Document text.
Start of Block
Should Your Food Distribution Business Use FEFO Warehouse and Inventory Software?

By: Daniel Harris on December 31, 2015

Many food distributors rely on first-in, first-out (FIFO) for inventory management.

An alternative method is first-expired, first-out (FEFO), in which the products closest to expiration in your inventory are shipped first. FIFO is a simpler method, and is a more common capability of warehouse and inventory management software.

So, why should a food distributor make the switch to FEFO warehouse software?

The answer is simple: The retail landscape is changing, and consumers are demanding more information than ever about the food products they purchase.

In fact, our original consumer research shows that expiration dates crucially affect purchase decisions.

By giving your retail clients more lead time on the expiration dates of items you ship them, you can help them move more products—and boost the number of sales orders your business receives.

Here’s what our report will cover:

The Importance of Expiration Dates Goes Beyond Food Safety

Dynamic vs. Basic FEFO: What’s the Difference?
End of Block
Activities.
1. Restate the paragraph of the FEFO article that begins "An alternative method is first-expired" in fewer words, keeping its main facts.
2. In the FEFO article, what does the author's original consumer research show?
3. Extend the FEFO article from where it stops.
The listing that comes next is separate material, unrelated to the FEFO article.

Record excerpts.
Start of Block
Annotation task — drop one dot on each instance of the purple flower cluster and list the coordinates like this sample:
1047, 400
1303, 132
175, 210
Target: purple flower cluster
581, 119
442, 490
End of Block
Start of Block
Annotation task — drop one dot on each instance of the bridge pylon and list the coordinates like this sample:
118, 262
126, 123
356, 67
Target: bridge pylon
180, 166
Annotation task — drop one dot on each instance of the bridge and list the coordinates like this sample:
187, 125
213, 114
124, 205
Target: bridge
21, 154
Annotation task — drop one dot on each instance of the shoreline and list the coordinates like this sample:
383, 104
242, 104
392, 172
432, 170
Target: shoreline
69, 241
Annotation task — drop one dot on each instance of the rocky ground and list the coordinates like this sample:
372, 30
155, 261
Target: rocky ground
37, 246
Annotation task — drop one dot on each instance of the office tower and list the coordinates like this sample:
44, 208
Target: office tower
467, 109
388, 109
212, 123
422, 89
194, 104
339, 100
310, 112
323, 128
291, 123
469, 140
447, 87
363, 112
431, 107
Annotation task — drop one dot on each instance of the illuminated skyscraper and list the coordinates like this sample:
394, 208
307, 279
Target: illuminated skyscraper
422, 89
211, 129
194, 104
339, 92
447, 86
End of Block
Start of Block
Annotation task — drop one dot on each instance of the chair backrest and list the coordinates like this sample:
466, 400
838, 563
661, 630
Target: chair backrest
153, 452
End of Block
Answers to each task.
1. FEFO (first-expired, first-out) ships the stock nearest expiration first. FIFO is simpler and more commonly supported by warehouse and inventory management software.

2. It shows that expiration dates crucially affect purchase decisions.

3.
Most Consumers Inspect Expiration Dates While Shopping

Willingness to Purchase Items Drops as Expiration Dates Near

Consumers Mostly Use Expiration Dates to Measure Shelf Life

FEFO Critical for Distributors of Refrigerated Products & Bread

Distributors to Big Grocery/Retailers Can Benefit Most


The Importance of Expiration Dates Goes Beyond Food Safety

There are many benefits of using software with FEFO capabilities. After all, you need a solid business case for stepping up the complexity of your warehouse and inventory management systems.

And there’s one very compelling reason to consider software with better expiration and lot tracking capabilities: consumers’ purchasing habits.

How Expiration Dates Affect Consumer Interest


This visual shows that expiration date management is about more than just regulatory compliance. Expiration dates have different meanings for consumers than they do for the FDA.

Indeed, the key findings from our survey should be eye-opening for food distributors:

Impact of Expiration Dates on Consumers’

Shopping Decisions


The findings from our survey show that expiration dates are more than just a food safety measure—they also play a crucial role in consumers’ shopping decisions.

Dynamic vs. Basic FEFO: What’s the Difference?

Of course, food safety is still mission-critical for distributors. The level of control you need over expiration dates will ultimately depend on the types of food you handle—so it’s important to remember that not all FEFO solutions are created equal. The term can refer to two inventory management methods with very different levels of technological complexity:

  • Dynamic FEFO systems (also known as “end-to-end” cold chain monitoring systems) can automatically generate and manage expiration dates for products using temperature readings from wireless sensors.

  • Basic FEFO systems associate expiration dates with lot numbers.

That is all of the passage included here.